# Given entries:
....

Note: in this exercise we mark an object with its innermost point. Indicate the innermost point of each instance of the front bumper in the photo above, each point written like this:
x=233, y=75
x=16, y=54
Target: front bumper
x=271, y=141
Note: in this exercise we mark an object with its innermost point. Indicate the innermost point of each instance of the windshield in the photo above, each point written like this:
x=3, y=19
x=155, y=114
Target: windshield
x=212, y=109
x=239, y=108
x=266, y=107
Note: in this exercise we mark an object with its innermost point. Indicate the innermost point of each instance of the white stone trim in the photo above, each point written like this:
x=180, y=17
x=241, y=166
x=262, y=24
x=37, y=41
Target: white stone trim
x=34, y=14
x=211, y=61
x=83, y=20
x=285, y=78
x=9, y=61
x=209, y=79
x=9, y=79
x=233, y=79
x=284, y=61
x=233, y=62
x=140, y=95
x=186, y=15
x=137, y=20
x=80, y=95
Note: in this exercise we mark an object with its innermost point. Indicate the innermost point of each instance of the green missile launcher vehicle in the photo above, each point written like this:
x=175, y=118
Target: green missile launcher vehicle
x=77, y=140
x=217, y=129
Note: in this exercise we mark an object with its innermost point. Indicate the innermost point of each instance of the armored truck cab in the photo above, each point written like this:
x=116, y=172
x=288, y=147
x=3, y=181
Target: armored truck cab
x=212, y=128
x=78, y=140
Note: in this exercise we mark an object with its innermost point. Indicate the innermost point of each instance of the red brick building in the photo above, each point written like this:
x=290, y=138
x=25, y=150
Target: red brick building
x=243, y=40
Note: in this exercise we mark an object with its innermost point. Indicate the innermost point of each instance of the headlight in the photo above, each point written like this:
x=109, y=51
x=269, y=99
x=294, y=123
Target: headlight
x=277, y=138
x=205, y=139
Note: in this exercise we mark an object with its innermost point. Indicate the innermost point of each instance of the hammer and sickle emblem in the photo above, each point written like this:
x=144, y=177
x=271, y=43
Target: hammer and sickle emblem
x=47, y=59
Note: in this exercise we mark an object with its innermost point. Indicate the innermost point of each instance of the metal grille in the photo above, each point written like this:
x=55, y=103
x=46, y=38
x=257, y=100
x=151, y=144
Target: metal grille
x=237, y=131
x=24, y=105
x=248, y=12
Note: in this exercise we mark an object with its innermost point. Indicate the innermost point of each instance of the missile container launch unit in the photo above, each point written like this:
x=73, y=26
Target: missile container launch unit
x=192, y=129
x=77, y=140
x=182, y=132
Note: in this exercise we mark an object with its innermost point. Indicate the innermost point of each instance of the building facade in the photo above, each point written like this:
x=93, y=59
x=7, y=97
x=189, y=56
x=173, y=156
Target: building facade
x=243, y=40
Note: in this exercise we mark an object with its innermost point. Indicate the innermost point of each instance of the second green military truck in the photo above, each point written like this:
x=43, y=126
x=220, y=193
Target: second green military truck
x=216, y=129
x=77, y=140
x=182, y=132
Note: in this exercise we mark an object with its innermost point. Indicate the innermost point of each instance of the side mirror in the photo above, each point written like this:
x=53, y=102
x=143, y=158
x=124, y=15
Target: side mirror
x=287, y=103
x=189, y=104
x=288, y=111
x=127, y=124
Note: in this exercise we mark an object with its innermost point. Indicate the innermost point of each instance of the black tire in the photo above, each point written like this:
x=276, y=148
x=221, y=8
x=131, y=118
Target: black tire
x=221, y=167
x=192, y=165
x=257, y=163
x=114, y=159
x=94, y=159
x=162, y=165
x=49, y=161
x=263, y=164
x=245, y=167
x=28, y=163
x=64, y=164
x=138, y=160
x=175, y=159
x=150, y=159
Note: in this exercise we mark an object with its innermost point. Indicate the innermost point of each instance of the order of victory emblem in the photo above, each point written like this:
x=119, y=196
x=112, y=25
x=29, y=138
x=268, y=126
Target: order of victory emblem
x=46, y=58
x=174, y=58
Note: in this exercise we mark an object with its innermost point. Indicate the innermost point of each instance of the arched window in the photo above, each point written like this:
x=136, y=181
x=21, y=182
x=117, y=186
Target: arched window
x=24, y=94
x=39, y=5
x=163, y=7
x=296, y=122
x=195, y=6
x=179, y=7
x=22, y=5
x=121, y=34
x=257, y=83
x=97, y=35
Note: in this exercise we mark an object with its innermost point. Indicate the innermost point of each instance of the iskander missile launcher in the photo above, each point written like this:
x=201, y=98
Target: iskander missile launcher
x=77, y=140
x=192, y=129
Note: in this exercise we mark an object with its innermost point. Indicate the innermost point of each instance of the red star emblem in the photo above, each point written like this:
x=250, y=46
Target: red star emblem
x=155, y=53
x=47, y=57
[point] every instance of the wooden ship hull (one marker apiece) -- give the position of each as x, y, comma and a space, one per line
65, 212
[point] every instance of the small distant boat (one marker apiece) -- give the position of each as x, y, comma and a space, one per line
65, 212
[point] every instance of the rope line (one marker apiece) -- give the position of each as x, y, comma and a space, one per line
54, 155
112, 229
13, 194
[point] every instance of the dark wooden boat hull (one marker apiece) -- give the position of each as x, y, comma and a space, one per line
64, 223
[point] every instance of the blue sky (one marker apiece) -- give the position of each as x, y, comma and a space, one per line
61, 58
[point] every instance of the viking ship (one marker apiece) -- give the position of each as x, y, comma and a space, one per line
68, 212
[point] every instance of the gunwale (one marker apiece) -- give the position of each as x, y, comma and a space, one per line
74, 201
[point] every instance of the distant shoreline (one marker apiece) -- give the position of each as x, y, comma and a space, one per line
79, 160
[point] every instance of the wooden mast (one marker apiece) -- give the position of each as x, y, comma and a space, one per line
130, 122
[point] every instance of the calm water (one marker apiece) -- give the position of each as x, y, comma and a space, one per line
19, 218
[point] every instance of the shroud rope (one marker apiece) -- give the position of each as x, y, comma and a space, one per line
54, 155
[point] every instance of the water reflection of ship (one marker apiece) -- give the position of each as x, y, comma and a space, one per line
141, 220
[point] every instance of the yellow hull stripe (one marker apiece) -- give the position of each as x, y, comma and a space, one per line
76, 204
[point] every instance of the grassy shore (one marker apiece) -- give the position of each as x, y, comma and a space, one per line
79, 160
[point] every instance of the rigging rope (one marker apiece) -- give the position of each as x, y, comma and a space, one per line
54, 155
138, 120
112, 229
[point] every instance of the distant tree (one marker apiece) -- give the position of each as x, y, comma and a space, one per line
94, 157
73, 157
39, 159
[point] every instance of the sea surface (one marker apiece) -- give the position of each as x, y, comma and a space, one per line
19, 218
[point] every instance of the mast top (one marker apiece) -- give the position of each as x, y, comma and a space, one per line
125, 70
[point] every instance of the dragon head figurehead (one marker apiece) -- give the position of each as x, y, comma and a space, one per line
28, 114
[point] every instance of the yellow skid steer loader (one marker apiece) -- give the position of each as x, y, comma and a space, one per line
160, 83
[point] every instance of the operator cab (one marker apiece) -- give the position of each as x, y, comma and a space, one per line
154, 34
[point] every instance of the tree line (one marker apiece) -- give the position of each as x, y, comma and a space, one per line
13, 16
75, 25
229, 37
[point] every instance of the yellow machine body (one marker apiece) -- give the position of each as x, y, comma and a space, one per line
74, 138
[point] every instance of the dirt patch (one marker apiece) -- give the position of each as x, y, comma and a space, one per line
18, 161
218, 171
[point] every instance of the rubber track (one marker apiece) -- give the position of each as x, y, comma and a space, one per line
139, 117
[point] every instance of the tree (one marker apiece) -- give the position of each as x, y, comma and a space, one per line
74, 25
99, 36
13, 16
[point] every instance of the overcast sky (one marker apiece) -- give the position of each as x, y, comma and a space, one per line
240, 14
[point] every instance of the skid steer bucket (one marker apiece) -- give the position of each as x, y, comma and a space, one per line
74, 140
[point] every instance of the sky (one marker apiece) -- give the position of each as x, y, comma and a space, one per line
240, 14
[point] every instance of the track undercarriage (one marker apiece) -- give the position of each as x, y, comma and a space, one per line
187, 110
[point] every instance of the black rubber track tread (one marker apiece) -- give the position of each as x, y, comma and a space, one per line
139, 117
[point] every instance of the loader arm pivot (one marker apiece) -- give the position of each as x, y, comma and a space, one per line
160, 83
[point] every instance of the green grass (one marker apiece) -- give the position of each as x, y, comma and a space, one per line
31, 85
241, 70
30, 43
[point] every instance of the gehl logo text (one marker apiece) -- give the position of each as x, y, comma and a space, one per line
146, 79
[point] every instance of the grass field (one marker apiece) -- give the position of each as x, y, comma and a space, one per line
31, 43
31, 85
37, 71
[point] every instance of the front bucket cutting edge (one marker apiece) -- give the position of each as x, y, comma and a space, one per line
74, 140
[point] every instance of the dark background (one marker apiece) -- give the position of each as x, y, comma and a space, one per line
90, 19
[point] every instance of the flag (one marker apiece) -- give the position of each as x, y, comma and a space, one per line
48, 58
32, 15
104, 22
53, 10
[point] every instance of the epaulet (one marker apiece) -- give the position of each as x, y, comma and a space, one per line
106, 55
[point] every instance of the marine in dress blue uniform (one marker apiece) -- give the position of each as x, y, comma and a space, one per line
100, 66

....

# What needs to be done:
Output only the lines that run from the one containing "[point] every instance of the grass field" through the last line of the material above, both included.

# Output of the task:
[point] every instance of the grass field (one marker apiece) -- give the position of each as x, y, comma and a space, one per line
31, 43
31, 85
37, 71
[point] every instance of the front bucket cutting edge (one marker apiece) -- give the position of each as x, y, comma and a space, one per line
74, 140
[point] every instance of the dark background (one marker apiece) -- give the position of each as x, y, comma and a space, one per line
90, 19
[point] every instance of the flag (one marker apiece) -- give the position of each as x, y, comma and a space, one per line
48, 58
32, 15
104, 22
53, 10
[point] every instance of the epaulet (one marker apiece) -- give the position of each as x, y, comma and a space, one per line
106, 55
[point] every instance of the marine in dress blue uniform (one marker apiece) -- give the position of each as x, y, comma and a space, one per line
100, 66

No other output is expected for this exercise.